▶ _Extract to read_
· · · ·

The Death of my Mother, Father and Daughter


Editor’s Note: This article was originally composed September 15, 2011.

There are places I remember
All my life though some have changed
Some forever not for better
Some have gone and some remain
All these places have their moments
With lovers and friends I still can recall
Some are dead and some are living
In my life I’ve loved them all.1

For the last few days, I have been thinking about the deaths of my parents and daughter and thought I might write a bit about it. At times, this writing will likely seem broken up, disconnected …… but I write as a think…. I think my words are more genuine unedited

It is an interesting and frustrating process watching someone grow old. My mother died at only 54 years of age, so I did not go through the process of watching her age. In her instance, it was more a process of watching her wither away to nothing over the course of about 6 years.

It was an interesting time for me for many ways as my father and sister would not even use the word “cancer” opting instead to say “the c word” on those occasions when they could not avoid the subject. I do not think that either of them really discussed death with my mother and I think in many ways that created a vacuum within her that was thrust upon me to fill. I know whenever I would come home to visit; my mother and I would stay up for hours talking about death and dying in general and her death and dying in specific.


Pat Warde at work, University of North Texas, circa 1988

When the cancer came back a second time, it killed my mother in about 5 days – but she lived those days on her own terms laughing and joking and reminiscing and taking in visitors. The night before she died she dictated her obituary to me, promising to haunt me forever if I misspelled a word or allowed a comma splice to be published in the listing……

The final morning of her life she woke from her usual morphine haze the most clear headed she had been for some time. My father and she were talking, saying their goodbyes. As is typical of men, my father spent a lot of time whimpering about how he failed her as a husband, did not do this or that for her good enough, did not take her to see Europe, etc. etc. My mother sort of coughed to catch his attention and then his eye and declared: “Warde, I am dying here. Do you think I can get a word in edgewise?”. I thought I would die laughing.

· · · ·

▶ _Dataset entries_
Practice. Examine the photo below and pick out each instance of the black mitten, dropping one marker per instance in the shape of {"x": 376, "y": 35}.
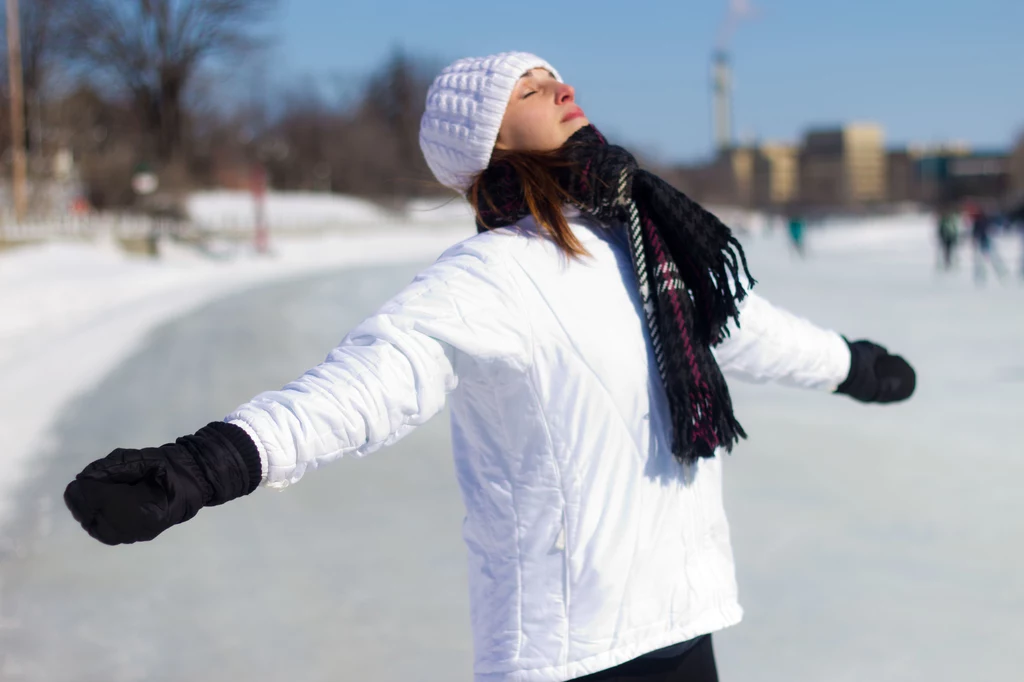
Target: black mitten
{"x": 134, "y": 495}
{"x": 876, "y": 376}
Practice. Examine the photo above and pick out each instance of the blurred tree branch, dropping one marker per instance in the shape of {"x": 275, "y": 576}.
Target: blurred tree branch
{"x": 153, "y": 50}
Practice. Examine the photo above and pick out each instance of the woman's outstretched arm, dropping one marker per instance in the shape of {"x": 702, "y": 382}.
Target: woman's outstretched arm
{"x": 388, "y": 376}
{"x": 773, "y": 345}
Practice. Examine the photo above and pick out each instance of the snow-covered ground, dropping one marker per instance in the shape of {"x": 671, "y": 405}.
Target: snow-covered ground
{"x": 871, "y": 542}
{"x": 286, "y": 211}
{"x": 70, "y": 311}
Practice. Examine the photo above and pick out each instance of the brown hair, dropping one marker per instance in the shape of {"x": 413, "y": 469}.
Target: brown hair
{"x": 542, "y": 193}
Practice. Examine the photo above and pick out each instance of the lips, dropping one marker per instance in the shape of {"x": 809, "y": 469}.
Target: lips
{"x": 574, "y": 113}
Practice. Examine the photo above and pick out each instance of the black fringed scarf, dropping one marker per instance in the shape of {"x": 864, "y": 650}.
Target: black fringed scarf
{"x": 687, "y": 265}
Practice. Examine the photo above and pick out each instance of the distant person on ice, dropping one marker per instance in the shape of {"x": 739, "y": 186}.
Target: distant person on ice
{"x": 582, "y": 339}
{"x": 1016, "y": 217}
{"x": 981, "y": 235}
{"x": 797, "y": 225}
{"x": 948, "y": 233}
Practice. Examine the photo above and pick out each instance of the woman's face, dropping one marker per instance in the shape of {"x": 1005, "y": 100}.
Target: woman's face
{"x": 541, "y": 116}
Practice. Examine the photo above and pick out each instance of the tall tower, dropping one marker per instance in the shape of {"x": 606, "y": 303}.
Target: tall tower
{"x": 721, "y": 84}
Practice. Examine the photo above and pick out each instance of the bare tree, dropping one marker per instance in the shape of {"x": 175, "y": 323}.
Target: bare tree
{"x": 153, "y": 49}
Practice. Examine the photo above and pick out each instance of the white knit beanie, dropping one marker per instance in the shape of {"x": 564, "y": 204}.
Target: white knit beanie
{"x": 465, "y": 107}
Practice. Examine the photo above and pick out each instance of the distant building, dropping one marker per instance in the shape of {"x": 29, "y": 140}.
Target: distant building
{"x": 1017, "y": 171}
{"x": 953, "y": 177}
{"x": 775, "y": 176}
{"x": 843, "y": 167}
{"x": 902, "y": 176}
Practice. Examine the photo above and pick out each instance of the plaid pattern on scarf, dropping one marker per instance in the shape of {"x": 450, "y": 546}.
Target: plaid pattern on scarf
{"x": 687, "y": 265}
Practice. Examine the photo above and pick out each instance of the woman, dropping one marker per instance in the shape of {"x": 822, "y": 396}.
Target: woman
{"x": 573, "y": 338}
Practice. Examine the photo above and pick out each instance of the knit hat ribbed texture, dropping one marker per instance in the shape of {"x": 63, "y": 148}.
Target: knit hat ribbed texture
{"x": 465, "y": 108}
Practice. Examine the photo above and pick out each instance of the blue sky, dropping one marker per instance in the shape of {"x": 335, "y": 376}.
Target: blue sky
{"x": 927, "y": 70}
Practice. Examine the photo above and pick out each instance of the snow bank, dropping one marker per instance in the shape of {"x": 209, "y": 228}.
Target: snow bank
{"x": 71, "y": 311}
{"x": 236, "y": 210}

· · · ·

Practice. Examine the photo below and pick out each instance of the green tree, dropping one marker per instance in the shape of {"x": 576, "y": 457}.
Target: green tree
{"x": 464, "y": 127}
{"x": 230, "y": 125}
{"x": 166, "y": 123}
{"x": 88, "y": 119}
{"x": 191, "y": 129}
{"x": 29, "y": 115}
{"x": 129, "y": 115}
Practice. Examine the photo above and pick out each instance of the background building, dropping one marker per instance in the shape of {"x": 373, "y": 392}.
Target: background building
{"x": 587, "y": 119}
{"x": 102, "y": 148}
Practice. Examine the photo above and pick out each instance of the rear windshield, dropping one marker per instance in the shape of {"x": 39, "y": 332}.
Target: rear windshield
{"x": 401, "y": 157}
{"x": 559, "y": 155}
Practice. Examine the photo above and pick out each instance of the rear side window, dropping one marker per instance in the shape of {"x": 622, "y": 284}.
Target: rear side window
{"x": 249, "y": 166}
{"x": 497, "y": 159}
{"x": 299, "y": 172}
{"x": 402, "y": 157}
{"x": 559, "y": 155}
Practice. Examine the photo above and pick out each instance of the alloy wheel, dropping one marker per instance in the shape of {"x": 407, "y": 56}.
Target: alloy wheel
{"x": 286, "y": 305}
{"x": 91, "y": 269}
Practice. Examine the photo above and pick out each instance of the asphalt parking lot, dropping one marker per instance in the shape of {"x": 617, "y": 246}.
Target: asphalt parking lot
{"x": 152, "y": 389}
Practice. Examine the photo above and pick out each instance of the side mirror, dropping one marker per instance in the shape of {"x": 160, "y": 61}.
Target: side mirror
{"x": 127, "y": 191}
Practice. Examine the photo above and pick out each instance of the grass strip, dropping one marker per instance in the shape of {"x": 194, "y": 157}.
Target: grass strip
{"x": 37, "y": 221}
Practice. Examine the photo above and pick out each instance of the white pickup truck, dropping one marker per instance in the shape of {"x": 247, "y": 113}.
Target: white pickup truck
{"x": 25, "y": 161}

· · · ·

▶ _Work request 1_
According to the essay, what did the mother dictate the night before she died?
▶ _Work request 2_
Extract from the essay the passage that opens with the words containing "The final morning" and closes with "would die laughing.".
The rows stand apart from the essay and have nothing to do with it.

▶ _Exercise response 1_
She dictated her obituary.

▶ _Exercise response 2_
The final morning of her life she woke from her usual morphine haze the most clear headed she had been for some time. My father and she were talking, saying their goodbyes. As is typical of men, my father spent a lot of time whimpering about how he failed her as a husband, did not do this or that for her good enough, did not take her to see Europe, etc. etc. My mother sort of coughed to catch his attention and then his eye and declared: “Warde, I am dying here. Do you think I can get a word in edgewise?”. I thought I would die laughing.